**** Text segment ****

RFC: Cygwin 64 bit?
Peter Rosin
peda@lysator.liu.se
Thu Aug 18 16:32:00 GMT 2011
Den 2011-08-18 15:58 skrev Ryan Johnson:
> On 18/08/2011 9:24 AM, Corinna Vinschen wrote:
>> On Aug 18 15:10, Peter Rosin wrote:
>>> Den 2011-08-18 11:20 skrev Corinna Vinschen:
>>>> So, nobody except Earnie is interested in the way dlopen opens shared
>>>> objects? Nobody even replied to the idea of the pseudo algorithm below.
>>>> Does really nobody care?
>>> I have one little reservation, I don't like it when adding a seemingly
>>> unrelated file can break old stuff. For example, let's say that I in the
>>> future have an application that relies on the fact that it can dlopen
>>> "libfoo.so" and get "cygfoo.dll". Everything works fine. If I then
>>> install something that brings in a real "libfoo.so" things will break.
>>> It's even a security problem because a carefully crafted rouge
>>> libfoo.so can appear to work but do unwanted stuff behind my back.
>> That's a good point. I don't know how critical that is. Maybe it would
>> help to change the order, along these lines:
>>
>> incoming: libfoo.so
>> 1. check: cygfoo.dll
>> 2. check: libfoo.dll
>> 3. check: libfoo.so
>>
>> But, of course, regardless of the order, there's always a chance to
>> slip something in.

**** Given material ****

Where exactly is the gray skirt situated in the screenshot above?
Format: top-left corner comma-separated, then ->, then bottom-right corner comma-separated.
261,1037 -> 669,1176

****

▶ Aim
In the mailing-list post about 64-bit Cygwin, reproduce the passage that begins with the words "RFC: Cygwin 64" and ends after "really nobody care?", substituting "rough algorithm" for "pseudo algorithm".

▶ Final answer
RFC: Cygwin 64 bit?
Peter Rosin
peda@lysator.liu.se
Thu Aug 18 16:32:00 GMT 2011
Den 2011-08-18 15:58 skrev Ryan Johnson:
> On 18/08/2011 9:24 AM, Corinna Vinschen wrote:
>> On Aug 18 15:10, Peter Rosin wrote:
>>> Den 2011-08-18 11:20 skrev Corinna Vinschen:
>>>> So, nobody except Earnie is interested in the way dlopen opens shared
>>>> objects? Nobody even replied to the idea of the rough algorithm below.
>>>> Does really nobody care?